## TASK TO CARRY OUT:
Exactly reproduce the lines from the one holding "of the mowed" through the final line of the listing below, with both ends included and nothing else.

|---|

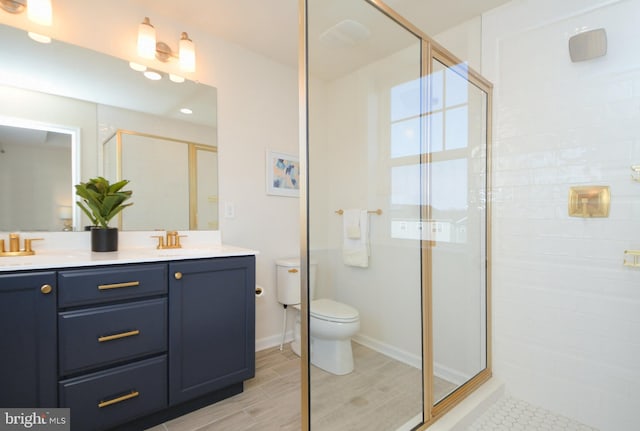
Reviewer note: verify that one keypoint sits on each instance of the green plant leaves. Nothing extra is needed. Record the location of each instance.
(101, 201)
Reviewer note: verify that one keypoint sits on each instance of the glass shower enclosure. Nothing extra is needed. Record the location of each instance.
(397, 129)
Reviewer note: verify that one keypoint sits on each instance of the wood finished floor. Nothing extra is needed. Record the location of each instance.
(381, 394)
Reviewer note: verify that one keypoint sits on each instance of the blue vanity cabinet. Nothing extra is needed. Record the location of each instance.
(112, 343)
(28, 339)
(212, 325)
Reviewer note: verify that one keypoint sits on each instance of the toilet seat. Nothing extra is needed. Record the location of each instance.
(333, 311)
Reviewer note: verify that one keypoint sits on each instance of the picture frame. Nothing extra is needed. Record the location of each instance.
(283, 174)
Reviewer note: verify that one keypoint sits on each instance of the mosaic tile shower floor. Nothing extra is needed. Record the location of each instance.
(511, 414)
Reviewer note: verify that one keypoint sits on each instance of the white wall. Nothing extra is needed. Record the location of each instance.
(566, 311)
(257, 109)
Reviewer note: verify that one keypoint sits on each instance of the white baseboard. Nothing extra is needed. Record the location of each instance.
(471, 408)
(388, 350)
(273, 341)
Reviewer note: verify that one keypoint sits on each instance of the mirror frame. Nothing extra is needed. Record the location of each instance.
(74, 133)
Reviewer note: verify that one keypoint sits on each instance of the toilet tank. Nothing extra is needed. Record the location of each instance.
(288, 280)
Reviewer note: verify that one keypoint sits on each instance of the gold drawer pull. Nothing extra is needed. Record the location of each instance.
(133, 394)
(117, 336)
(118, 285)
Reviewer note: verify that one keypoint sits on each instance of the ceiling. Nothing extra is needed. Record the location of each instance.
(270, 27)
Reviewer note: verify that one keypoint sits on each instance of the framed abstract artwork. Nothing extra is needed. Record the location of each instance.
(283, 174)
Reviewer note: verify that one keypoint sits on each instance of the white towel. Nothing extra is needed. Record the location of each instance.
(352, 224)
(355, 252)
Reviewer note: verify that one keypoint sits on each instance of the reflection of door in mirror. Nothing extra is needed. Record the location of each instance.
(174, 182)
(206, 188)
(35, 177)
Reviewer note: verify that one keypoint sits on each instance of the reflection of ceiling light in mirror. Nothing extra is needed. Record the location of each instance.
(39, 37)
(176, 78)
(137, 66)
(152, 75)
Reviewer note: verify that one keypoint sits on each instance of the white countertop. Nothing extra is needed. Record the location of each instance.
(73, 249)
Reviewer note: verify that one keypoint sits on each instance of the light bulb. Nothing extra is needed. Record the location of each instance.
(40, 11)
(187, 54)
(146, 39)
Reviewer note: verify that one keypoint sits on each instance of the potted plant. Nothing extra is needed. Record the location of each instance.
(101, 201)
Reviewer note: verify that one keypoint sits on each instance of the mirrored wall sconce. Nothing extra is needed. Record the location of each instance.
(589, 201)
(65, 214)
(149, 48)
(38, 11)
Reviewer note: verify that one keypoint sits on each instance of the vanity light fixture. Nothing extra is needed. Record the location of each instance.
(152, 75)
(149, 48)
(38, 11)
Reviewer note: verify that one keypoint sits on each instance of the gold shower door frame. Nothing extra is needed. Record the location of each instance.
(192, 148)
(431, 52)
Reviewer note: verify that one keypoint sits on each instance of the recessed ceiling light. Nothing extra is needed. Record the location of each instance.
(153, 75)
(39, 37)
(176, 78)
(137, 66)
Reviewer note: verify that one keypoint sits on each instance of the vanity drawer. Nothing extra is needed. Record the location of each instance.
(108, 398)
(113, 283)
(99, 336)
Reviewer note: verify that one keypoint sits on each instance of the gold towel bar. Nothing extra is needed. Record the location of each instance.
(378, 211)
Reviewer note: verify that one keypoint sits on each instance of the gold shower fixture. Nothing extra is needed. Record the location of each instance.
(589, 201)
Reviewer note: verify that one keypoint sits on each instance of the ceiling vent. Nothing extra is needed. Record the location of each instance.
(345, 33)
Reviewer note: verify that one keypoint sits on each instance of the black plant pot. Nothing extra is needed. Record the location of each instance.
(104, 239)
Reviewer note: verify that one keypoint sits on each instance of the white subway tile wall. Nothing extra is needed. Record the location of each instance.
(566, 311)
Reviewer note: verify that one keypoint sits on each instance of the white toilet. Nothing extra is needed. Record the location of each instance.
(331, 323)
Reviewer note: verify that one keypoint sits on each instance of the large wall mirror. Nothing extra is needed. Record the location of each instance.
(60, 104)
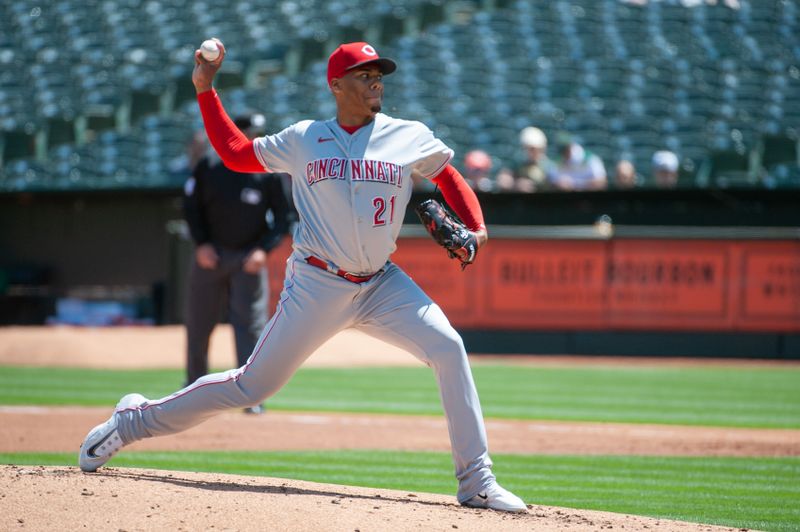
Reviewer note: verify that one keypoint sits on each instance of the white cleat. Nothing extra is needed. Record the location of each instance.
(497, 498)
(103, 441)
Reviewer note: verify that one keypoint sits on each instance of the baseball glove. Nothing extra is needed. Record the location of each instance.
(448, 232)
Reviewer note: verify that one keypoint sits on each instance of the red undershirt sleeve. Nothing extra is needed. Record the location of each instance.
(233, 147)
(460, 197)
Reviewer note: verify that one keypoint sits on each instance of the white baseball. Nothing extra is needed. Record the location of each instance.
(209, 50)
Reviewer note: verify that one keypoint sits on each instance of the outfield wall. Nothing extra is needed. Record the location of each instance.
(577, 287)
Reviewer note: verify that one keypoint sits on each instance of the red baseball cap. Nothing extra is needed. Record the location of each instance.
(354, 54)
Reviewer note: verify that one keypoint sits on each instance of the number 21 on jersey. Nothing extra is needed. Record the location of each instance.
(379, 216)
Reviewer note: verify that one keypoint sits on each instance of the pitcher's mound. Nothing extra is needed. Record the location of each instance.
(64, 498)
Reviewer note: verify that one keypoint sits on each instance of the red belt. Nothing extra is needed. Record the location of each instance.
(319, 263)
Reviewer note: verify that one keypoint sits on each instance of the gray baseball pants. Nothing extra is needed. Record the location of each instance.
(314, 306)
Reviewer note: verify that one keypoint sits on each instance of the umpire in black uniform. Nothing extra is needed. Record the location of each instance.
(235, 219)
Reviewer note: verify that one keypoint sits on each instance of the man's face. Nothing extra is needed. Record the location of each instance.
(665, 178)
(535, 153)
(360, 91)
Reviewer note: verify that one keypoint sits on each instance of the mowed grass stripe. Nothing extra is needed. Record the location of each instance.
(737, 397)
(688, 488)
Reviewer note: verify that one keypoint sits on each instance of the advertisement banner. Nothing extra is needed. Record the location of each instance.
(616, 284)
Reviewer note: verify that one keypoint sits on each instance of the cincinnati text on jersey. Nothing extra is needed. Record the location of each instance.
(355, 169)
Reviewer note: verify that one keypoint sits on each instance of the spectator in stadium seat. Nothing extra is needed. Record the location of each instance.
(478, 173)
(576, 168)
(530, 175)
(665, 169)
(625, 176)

|---|

## WRITTEN ANSWER:
Reviewer note: verify that one keypoint sits on each instance of the mowed grass stripe. Nothing extra is needed. Record the location of each instance.
(737, 397)
(688, 488)
Reviewer note: verify that one keypoint sits on each instance of the advertisement banner. Nothing extra is needed. Record the location of each instance.
(616, 284)
Reviewer note: verify that one keypoint sits on each instance of the cincinnati text on jersey. Nothing extra is needed. Record the location of each instance.
(355, 169)
Reviewer note: verify that one keypoint sits on each instance of the spectator in stadium seat. Nothing extra is needed. Record the location of each instance.
(478, 173)
(576, 168)
(530, 175)
(665, 169)
(625, 176)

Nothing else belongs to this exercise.